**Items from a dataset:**
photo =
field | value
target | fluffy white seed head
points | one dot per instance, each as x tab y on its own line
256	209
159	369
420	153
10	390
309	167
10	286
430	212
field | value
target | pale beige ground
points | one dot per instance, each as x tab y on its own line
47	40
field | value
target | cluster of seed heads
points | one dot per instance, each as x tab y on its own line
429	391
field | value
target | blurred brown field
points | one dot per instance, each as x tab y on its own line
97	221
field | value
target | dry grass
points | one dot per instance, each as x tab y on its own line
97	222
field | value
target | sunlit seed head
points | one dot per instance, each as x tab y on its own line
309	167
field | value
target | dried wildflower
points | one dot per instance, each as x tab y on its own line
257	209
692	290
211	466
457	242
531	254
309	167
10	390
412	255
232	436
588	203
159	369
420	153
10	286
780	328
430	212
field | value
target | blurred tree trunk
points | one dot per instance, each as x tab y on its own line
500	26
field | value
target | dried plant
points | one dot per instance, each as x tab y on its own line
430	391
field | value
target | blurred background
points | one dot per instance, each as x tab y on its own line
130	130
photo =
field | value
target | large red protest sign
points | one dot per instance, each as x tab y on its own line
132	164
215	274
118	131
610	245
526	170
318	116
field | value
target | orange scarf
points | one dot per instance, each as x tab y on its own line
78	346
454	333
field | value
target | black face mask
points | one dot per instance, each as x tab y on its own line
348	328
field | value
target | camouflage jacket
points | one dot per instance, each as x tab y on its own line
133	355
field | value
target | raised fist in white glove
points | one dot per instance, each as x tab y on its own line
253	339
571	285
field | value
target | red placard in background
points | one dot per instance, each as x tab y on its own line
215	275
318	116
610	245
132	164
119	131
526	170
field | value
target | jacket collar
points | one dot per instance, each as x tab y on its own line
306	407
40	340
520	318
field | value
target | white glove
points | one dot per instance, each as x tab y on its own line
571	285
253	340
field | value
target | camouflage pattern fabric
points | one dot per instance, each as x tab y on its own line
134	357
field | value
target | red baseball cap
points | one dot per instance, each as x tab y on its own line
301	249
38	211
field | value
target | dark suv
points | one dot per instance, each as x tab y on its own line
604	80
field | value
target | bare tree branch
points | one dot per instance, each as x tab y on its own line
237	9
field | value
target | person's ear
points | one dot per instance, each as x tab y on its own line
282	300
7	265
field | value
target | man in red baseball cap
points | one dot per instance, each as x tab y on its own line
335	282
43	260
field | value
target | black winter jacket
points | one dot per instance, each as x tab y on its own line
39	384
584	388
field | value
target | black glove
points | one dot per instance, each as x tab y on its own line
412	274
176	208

**Task details:** Every line above from the line with "target | cluster of seed heads" to the line with "target | black face mask" is wanted, ends included; write them out exactly and add no other line.

**Answer area:**
target | cluster of seed heads
points | one dot per instance, each as x tab y on its own line
429	391
field | value
target | blurred brown field
points | one dot per instance, each as x tab y on its own line
97	221
field | value
target | dry grass
points | one dot per instance, each as x tab y on its own line
97	222
field | value
target | sunlit seed head
points | one dot per instance, each as x tab y on its own line
309	167
field | value
target | dried wildflower
points | one dot per instance, each as x tab y on its own line
257	209
692	290
211	466
457	242
531	254
309	167
10	390
412	255
232	436
588	203
159	369
420	153
10	286
780	328
430	212
field | value
target | blurred tree trunk
points | one dot per instance, each as x tab y on its own line
500	26
field | value
target | dried plant
points | one dot per instance, each as x tab y on its own line
430	391
field | value
target | blurred background
points | one dot per instance, each as x tab y on its own line
130	130
photo =
field | value
target | large red protest sign
points | one dot per instance, each as x tab y on its own line
132	164
215	274
118	131
610	245
526	170
318	116
field | value
target | orange scarf
points | one dot per instance, each as x tab y on its own line
78	346
454	333
field | value
target | black face mask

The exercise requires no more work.